### Document source:

* * * * * * *

Le grand retour du blank sailing
Qu’est-ce que le « blank sailing », terme qui réapparaît régulièrement dans la presse spécialisée et particulièrement depuis le début de la crise sanitaire mondiale ? Hantise des chargeurs, le blank sailing consiste, pour un armateur, à annuler une ou plusieurs escales, voire à annuler un trajet entier.
Blank sailings en masse
Le blank sailing n’est pas une nouveauté. Il arrive assez régulièrement que, pour des raisons diverses, des escales soient annulées. Mais en règle générale, dans un contexte logistique « normal », il est assez rare que les compagnies maritimes recourent aux blank sailings. Souvent, les armateurs annulent une escale dans un port si celui-ci est, par exemple, sujet d’une congestion exceptionnelle : avarie technique au sol, grèves, conditions météorologiques, etc. Parfois une annulation peut être aussi due à un retard du navire, que celui-ci tentera de rattraper en évitant un port et en re-routant la marchandise prévue pour le port omis sur un autre bateau ou par voie terrestre. Mais on assiste rarement à une série d’annulations au niveau mondial comme c’est le cas en ce moment.

* * * * * * *

### Liste présentée:

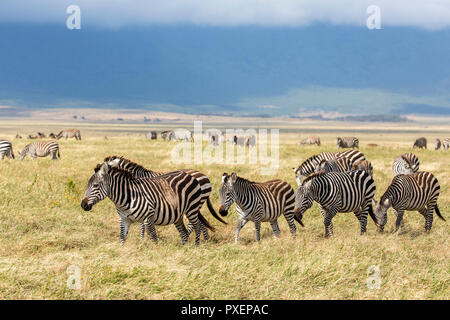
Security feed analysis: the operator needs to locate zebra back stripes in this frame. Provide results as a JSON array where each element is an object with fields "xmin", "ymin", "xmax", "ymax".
[
  {"xmin": 0, "ymin": 140, "xmax": 15, "ymax": 160},
  {"xmin": 219, "ymin": 173, "xmax": 302, "ymax": 242},
  {"xmin": 293, "ymin": 150, "xmax": 366, "ymax": 185},
  {"xmin": 392, "ymin": 153, "xmax": 420, "ymax": 175},
  {"xmin": 295, "ymin": 170, "xmax": 378, "ymax": 237},
  {"xmin": 19, "ymin": 141, "xmax": 61, "ymax": 160},
  {"xmin": 81, "ymin": 163, "xmax": 205, "ymax": 245},
  {"xmin": 375, "ymin": 171, "xmax": 445, "ymax": 231}
]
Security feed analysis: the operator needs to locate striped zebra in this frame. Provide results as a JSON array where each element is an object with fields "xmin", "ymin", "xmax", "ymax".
[
  {"xmin": 442, "ymin": 138, "xmax": 450, "ymax": 150},
  {"xmin": 352, "ymin": 160, "xmax": 373, "ymax": 176},
  {"xmin": 19, "ymin": 141, "xmax": 61, "ymax": 160},
  {"xmin": 375, "ymin": 171, "xmax": 445, "ymax": 231},
  {"xmin": 0, "ymin": 140, "xmax": 15, "ymax": 160},
  {"xmin": 314, "ymin": 157, "xmax": 352, "ymax": 172},
  {"xmin": 295, "ymin": 170, "xmax": 378, "ymax": 237},
  {"xmin": 104, "ymin": 156, "xmax": 227, "ymax": 240},
  {"xmin": 392, "ymin": 153, "xmax": 420, "ymax": 175},
  {"xmin": 336, "ymin": 137, "xmax": 359, "ymax": 149},
  {"xmin": 292, "ymin": 150, "xmax": 366, "ymax": 185},
  {"xmin": 219, "ymin": 173, "xmax": 303, "ymax": 243},
  {"xmin": 81, "ymin": 163, "xmax": 206, "ymax": 245}
]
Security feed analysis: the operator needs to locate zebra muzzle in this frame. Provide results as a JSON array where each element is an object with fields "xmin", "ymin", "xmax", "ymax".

* * * * * * *

### Activité 1:
Indiquez, pour chacune des affirmations suivantes, si elle concorde avec le document source sur le blank sailing, en répondant par oui ou par non et en citant mot pour mot les termes décisifs. (a) Le blank sailing est une pratique nouvelle. (b) Une grève dans un port peut conduire un armateur à y annuler une escale. (c) Dans un contexte logistique normal, les compagnies maritimes recourent fréquemment aux blank sailings.
### Activité 2:
Rédigez la suite du document source sur le blank sailing, en partant de sa dernière phrase.
La liste constitue un matériau distinct du document source.

### Réponse attendue 1:
(a) Non : « Le blank sailing n’est pas une nouveauté. »
(b) Oui : « Souvent, les armateurs annulent une escale dans un port si celui-ci est, par exemple, sujet d’une congestion exceptionnelle : avarie technique au sol, grèves, conditions météorologiques, etc. »
(c) Non : « dans un contexte logistique « normal », il est assez rare que les compagnies maritimes recourent aux blank sailings »

### Réponse attendue 2:
La crise sanitaire de 2020 a contraint les armateurs à multiplier les blank sailings, certaines zones étant devenues inaccessibles, occasionnant de très nombreux remous dans la logistique mondiale. Parcs et terminaux saturés, navires bloqués pendant plusieurs semaines, pénuries de conteneurs maritimes à l’autre bout, c’est un véritable chaos logistique qui a entraîné les armateurs à décider d’annulations dans des proportions encore inédites.
L’accalmie logistique n’aura été que de courte durée. Le conflit militaire en Europe entre la Russie et l’Ukraine a bloqué certains frets, créant des hausses de taux de matières et d’énergie stratosphériques et qui ont poussé de nombreux secteurs d’activité à hiberner en attendant des jours meilleurs. En sus de cette surprise géopolitique, s’est ajouté le retour du COVID-19 en Chine, laquelle a décidé de mener une politique zéro Covid ultra autoritaire en confinant sa population et en fermant des zones entières comme Shanghai.
Cette mise sous cloche de la Chine a poussé les armateurs à annuler un très grand nombre d’escales sur ce secteur, pourtant très sollicité. On recense ainsi une baisse qui oscille entre 30 et 40% des frets au départ d’Asie, occasionnant en parallèle une baisse des tarifs dans un sens… et une augmentation dans l’autre.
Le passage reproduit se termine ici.